(TEXT BLOCK):

↓

# Bamboo question



## BobGrill (Aug 30, 2011)

Does bamboo need to be planted in soil or partially submerged, or can it just be placed in the substrate (eco earth)?


----------



## zonbonzovi (Aug 30, 2011)

The soil would have to be remain rather moist in my limited experience.  You could bury the container & mesh the top if you wanted to keep it in just water?


----------



## Shrike (Aug 31, 2011)

When you say bamboo, are referring to an actual species of bamboo, or so called lucky bamboo (_Dracaena sanderiana_, not a true species of bamboo)?  I'm just curious because true bamboo species grow like mad and wouldn't really be manageable in a vivarium, whereas _Dracaena sanderiana _is very common and of a more managable size.


----------



## BobGrill (Aug 31, 2011)

Shrike said:


> When you say bamboo, are referring to an actual species of bamboo, or so called lucky bamboo (_Dracaena sanderiana_, not a true species of bamboo)?  I'm just curious because true bamboo species grow like mad and wouldn't really be manageable in a vivarium, whereas _Dracaena sanderiana _is very common and of a more managable size.


That is what I was asking about, yes.


----------



## spydrhunter1 (Sep 2, 2011)

Lucky Bamboo (Dracaena sanderiana) is poisonous to many animals it contains alkaloids, saponins, and resin.


----------



## BobGrill (Sep 2, 2011)

Someone recently uploaded a pic of their Avic's enclosure which included this bamboo in it in the galleries. The bamboo I'm talking about is sold at petsmart and is used for both reptile terrariums and fish aquariums so obviously they pose no harm to the animals.


----------



## J Morningstar (Sep 3, 2011)

It's not true that they (petsmart plants) are obviously harmless, they are just for sale as you'd use them. They could be very harmful to a millipede or something but not a spider for the spider won't eat them, on the other hand if a cricket you put in chooses to eat the plant and ThEN your spider eats the cricket,  that could cause some problems.


----------



## BobGrill (Sep 3, 2011)

well I guess it's a risk, but I've used live plants before and never had any issues such as those.

Dracaena is the family that this bamboo type belongs too.


----------

↑

(TASK LIST):
a) Transcribe the bamboo thread word for word, everything from "## zonbonzovi (Aug" down to "Shrike (Aug 31, 2011)".
b) List every distinct username that appears as a poster in the bamboo thread, giving each name only once.

(MATERIAL SHOWN):
↓

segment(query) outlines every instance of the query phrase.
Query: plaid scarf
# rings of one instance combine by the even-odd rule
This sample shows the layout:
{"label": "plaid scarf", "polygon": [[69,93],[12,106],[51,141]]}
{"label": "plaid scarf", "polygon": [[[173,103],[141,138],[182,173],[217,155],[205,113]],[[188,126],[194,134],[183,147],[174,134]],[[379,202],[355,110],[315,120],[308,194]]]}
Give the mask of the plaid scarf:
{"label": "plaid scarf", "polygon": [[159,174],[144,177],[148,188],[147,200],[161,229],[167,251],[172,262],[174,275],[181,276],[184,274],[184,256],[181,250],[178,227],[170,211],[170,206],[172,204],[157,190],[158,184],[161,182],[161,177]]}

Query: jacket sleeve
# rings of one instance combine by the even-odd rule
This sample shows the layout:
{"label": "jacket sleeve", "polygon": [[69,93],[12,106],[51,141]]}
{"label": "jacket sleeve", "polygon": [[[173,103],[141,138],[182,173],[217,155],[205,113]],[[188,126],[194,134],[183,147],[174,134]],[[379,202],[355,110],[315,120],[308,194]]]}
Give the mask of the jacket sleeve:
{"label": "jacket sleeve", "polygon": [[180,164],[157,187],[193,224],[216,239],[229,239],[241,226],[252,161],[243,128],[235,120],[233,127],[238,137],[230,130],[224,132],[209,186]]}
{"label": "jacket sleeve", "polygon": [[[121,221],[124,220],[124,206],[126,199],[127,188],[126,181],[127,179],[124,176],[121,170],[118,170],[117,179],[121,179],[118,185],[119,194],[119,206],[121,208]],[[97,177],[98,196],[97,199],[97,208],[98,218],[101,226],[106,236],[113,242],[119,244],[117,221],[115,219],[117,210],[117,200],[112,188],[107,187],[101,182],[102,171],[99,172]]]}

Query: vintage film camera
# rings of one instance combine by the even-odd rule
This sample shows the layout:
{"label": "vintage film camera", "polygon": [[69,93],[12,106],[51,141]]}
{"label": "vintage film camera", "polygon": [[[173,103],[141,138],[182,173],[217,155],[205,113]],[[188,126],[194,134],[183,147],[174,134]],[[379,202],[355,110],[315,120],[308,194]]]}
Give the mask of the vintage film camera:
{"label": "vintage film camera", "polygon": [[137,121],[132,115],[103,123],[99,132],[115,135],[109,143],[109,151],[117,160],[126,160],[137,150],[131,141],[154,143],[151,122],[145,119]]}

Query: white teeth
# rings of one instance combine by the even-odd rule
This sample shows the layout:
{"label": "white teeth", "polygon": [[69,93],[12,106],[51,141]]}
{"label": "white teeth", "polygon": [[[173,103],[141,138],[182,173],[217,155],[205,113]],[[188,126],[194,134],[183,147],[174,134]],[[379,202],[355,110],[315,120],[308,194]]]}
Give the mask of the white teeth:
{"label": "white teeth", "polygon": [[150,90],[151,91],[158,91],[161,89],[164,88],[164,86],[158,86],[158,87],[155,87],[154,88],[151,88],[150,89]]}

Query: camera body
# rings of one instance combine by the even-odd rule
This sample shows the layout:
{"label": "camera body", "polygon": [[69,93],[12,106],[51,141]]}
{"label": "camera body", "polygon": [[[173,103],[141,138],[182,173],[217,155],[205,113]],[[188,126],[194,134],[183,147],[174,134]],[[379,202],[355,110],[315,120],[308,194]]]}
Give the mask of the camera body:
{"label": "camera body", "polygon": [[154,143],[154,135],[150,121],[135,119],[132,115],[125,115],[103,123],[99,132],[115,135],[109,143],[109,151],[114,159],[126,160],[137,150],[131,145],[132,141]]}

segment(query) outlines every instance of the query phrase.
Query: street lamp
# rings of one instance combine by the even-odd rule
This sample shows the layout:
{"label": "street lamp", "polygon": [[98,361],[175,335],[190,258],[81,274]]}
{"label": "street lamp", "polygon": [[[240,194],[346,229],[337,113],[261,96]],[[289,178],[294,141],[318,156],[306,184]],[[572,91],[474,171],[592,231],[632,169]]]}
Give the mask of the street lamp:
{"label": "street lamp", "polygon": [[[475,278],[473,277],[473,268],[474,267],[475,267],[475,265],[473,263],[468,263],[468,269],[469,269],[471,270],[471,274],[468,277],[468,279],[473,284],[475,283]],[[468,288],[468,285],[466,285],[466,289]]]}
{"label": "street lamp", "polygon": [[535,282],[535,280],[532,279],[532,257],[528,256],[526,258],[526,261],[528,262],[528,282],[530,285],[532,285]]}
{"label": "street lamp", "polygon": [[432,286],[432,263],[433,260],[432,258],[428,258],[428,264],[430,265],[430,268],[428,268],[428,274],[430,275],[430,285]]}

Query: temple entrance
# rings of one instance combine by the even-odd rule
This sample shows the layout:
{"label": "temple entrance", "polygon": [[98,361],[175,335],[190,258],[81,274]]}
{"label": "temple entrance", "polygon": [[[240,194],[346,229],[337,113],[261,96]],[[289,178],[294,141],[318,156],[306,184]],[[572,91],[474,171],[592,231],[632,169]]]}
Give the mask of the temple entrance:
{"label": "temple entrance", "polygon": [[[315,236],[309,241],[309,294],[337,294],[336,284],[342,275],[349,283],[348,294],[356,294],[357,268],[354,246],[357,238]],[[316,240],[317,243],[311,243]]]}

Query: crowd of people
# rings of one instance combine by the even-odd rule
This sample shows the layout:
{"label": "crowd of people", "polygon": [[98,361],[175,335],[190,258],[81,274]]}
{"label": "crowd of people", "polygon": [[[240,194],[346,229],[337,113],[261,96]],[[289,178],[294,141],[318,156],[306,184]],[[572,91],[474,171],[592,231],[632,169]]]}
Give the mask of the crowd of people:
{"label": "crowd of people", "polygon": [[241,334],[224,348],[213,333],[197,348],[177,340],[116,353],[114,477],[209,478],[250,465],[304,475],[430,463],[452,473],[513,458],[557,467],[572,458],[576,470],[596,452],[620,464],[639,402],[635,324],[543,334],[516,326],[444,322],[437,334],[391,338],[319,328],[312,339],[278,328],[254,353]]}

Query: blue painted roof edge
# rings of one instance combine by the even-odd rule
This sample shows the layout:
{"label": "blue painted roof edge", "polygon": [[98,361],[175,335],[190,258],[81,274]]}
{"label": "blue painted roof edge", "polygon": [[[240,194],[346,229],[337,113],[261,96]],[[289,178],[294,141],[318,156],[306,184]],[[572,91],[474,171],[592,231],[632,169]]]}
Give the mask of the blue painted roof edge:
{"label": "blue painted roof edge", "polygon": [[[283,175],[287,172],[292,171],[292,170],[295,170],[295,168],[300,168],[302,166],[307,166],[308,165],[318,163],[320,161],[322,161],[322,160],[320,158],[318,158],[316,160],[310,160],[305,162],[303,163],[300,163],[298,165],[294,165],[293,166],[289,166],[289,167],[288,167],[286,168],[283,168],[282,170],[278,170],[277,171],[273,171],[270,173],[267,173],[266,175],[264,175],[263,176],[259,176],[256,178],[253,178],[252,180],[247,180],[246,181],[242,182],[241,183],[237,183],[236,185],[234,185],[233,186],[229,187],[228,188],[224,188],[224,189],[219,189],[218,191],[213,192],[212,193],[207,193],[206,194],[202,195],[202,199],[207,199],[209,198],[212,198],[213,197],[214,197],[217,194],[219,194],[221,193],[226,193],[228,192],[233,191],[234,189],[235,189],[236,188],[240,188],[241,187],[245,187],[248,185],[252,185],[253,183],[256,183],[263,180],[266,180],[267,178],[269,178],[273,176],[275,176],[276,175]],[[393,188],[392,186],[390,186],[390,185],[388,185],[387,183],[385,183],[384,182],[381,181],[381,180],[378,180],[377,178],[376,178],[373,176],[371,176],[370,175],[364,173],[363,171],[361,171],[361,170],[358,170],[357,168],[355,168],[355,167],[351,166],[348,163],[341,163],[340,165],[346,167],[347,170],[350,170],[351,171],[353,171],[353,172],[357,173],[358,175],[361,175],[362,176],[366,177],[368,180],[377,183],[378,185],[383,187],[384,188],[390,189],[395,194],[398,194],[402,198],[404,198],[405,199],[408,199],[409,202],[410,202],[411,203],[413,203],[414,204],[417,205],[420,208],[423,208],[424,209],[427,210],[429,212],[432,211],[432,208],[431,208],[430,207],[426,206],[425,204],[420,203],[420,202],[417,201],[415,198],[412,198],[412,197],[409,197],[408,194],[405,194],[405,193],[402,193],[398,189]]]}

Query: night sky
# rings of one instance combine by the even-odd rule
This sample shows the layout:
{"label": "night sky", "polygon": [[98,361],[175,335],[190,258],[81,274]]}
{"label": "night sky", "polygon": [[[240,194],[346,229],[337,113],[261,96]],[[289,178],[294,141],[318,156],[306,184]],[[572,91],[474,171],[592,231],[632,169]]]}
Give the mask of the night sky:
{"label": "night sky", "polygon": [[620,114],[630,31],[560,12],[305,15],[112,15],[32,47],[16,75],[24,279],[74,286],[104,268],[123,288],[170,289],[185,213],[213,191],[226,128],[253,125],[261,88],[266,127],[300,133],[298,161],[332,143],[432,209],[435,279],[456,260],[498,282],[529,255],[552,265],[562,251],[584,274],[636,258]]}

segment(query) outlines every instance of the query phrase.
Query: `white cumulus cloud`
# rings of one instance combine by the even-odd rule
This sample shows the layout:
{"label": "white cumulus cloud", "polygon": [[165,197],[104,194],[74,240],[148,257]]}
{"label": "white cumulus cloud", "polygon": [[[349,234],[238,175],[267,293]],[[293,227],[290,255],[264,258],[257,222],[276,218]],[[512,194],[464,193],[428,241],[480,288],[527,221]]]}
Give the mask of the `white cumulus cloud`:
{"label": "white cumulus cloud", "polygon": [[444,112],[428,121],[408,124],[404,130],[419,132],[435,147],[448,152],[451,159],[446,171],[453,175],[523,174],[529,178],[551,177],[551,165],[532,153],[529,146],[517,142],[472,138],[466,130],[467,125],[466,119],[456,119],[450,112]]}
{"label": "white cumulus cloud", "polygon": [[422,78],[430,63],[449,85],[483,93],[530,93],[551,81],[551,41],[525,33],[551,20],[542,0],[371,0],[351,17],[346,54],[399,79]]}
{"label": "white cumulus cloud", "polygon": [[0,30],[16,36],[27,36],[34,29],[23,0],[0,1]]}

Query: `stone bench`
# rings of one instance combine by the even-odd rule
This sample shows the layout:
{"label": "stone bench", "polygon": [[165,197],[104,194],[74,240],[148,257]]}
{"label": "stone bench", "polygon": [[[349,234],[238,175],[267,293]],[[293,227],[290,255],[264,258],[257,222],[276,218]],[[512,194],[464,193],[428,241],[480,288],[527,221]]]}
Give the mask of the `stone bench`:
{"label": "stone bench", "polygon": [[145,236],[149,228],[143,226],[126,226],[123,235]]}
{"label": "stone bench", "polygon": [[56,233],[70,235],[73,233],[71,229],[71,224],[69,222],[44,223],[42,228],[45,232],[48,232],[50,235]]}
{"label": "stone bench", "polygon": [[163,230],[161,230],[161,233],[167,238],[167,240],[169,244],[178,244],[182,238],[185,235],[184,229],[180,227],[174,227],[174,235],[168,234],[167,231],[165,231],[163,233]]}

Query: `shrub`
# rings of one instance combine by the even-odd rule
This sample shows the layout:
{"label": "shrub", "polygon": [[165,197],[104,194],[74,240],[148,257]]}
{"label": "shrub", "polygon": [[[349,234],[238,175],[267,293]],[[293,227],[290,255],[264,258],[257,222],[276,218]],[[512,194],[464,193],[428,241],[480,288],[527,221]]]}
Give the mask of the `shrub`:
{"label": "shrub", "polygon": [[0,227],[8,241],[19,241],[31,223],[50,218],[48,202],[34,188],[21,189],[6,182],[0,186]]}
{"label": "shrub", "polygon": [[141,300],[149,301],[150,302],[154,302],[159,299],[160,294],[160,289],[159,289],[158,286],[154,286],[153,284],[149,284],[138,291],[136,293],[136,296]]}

↑

(WRITTEN RESPONSES):
a)
## zonbonzovi (Aug 30, 2011)

The soil would have to be remain rather moist in my limited experience.  You could bury the container & mesh the top if you wanted to keep it in just water?


----------



## Shrike (Aug 31, 2011)

b)
BobGrill
zonbonzovi
Shrike
spydrhunter1
J Morningstar